## ESERCIZI PROPOSTI
1. Traduci in inglese questa frase del brano sulla protesta di Belfast: "Dopo il referendum non abbiamo intenzione di essere lasciate indietro più a lungo."
2. Per favore, prosegui il brano sulla protesta di Belfast a partire dalla sua ultima frase.

## BRANO PROPOSTO
Le donne di Belfast sono scese a protestare davanti ai principali tribunali della città (un gruppo di esse era vestito come le Ancelle del romanzo di Atwood) e alcune hanno inghiottito la pillola suddetta di fronte alle telecamere e ai cellulari. Quando la polizia ne ha trascinata via una dall’assembramento, le altre hanno circondato la scena – non ricordo quante volte ho insegnato questa tecnica nonviolenta nei seminari in giro per il mondo – e non si sono mosse sino a che gli agenti non hanno lasciato andare la loro compagna: è la scena che vedete nell’immagine qui sotto.

belfast 31 maggio 2018

Eleanor Crossey Malone, del movimento femminista e socialista “Rosa” è stata una di quelle che ha preso la medicina pubblicamente: “L’ho fatto per sfidare le leggi obsolete e medievali contrarie alla scelta che esistono in Irlanda del Nord. Dopo il referendum non abbiamo intenzione di essere lasciate indietro più a lungo. L’Irlanda del Nord resta una delle due giurisdizioni in Europa a criminalizzare le donne per l’aborto e noi non siamo più disposte ad accettarlo.”

Destra politica e religiosa stanno fremendo: non è dato sapere se le donne che hanno assunto il medicinale fossero incinte o no ed esse hanno già dichiarato che considereranno una grave violazione dei loro diritti umani costringerle a fare test di gravidanza. Io ho il sospetto, fondato su centinaia di esperienze precedenti, che parte di esse – se non tutte – non fossero incinte: quando in Italia l’interruzione volontaria di gravidanza era illegale, molte attiviste si autoaccusarono di aver abortito come mossa politica e atto solidale.

## DATI FORNITI
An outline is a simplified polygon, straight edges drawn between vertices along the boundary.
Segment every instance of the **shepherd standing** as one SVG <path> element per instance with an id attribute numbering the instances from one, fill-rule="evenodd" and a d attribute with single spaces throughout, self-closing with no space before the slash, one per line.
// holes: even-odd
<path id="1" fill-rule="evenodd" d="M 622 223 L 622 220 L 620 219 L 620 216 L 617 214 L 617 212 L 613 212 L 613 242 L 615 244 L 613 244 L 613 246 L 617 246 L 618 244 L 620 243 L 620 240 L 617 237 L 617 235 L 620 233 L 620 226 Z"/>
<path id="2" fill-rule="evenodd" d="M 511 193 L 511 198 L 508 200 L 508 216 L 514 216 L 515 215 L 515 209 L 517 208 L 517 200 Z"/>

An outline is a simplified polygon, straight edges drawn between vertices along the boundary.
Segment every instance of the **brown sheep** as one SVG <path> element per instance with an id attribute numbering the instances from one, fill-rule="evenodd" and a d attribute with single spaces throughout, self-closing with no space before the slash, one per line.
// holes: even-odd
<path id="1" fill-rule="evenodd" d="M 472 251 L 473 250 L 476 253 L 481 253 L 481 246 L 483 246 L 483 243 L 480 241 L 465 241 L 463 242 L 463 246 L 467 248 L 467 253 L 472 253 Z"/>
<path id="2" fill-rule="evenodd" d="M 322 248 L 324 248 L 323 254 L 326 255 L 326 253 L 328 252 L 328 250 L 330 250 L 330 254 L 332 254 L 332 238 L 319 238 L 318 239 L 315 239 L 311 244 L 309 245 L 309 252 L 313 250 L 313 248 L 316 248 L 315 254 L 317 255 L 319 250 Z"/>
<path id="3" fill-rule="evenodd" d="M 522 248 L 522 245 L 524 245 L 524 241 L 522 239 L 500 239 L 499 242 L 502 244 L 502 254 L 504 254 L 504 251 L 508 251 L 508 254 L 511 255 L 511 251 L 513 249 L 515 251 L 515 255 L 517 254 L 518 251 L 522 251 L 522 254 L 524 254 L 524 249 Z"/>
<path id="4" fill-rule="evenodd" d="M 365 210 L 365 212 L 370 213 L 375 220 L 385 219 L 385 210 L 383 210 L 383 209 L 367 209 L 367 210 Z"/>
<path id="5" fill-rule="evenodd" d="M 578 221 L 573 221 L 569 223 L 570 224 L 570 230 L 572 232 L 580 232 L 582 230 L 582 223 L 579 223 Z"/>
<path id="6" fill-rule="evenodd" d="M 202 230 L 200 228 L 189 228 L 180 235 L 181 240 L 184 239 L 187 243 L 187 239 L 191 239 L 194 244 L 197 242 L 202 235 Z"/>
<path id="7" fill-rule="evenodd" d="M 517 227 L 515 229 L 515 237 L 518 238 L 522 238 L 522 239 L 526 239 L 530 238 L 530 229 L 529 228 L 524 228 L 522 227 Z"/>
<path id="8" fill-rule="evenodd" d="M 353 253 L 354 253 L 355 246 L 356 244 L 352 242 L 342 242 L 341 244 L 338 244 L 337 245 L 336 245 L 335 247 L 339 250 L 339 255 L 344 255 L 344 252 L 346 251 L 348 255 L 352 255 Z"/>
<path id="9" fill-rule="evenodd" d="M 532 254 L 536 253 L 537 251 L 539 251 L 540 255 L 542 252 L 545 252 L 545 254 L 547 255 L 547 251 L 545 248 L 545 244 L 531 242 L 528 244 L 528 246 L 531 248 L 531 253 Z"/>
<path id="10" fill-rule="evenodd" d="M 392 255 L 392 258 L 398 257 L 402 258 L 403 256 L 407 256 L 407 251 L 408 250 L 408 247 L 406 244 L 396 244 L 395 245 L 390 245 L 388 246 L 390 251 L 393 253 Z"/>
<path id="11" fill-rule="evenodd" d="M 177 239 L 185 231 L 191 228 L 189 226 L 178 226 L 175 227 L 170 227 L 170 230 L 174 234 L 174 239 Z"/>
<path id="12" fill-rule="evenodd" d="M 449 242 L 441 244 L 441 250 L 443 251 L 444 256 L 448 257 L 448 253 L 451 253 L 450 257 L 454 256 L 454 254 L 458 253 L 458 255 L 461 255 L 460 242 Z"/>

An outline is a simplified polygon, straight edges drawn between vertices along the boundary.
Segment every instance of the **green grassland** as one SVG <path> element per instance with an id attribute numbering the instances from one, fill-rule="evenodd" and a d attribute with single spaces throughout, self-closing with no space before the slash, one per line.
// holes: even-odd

## SOLUZIONI
1. After the referendum, we have no intention of being left behind any longer.

2.
Comunque, stante una legislazione che impedisce importazione e vendita della pillola, e persino l’assistenza medica a una donna che voglia abortire, come hanno fatto a ottenere il medicinale?

robot distributore di pillole

Con questi simpatici robot, frutto della collaborazione delle organizzatrici con “Women on Waves” e “Women on Web” – organizzazioni che forniscono consulenza e sostegno per un accesso sicuro all’interruzione di gravidanza. Di “Women on Waves”, delle sue attiviste e mediche e della sua nave che si posiziona giusto fuori dalle acque territoriali di nazioni che criminalizzano l’aborto e viene raggiunta dalle donne locali avvisate per tempo, vi avevo parlato in precedenza. L’organizzazione ha la sua base fisica in Olanda, e da là una dottoressa era in diretto contatto con le donne per consigliarle e assisterle. I robot sono stati sequestrati dalla polizia (ma non possono essere minacciati, malmenati, denunciati, messi in prigione, ecc. con qualche risultato, perciò dio sa cosa se ne faranno).

Adesso la palla passa a Theresa May, Primo Ministro del Regno Unito, giacché l’Assemblea dell’Irlanda del Nord (il cosiddetto “Parlamento di Stormont”, dal nome del palazzo in cui si riunisce) è – di nuovo – sospesa. Succede abbastanza spesso a causa dei disaccordi fra i partiti unionisti e quelli nazionalisti: attualmente questo corpo legislativo non funziona dal 9 gennaio 2017.

Le donne dell’Irlanda del Nord, però, per essere riconosciute come esseri umani dotati della piena capacità di esercitare signoria sui propri corpi, hanno aspettato sin troppo.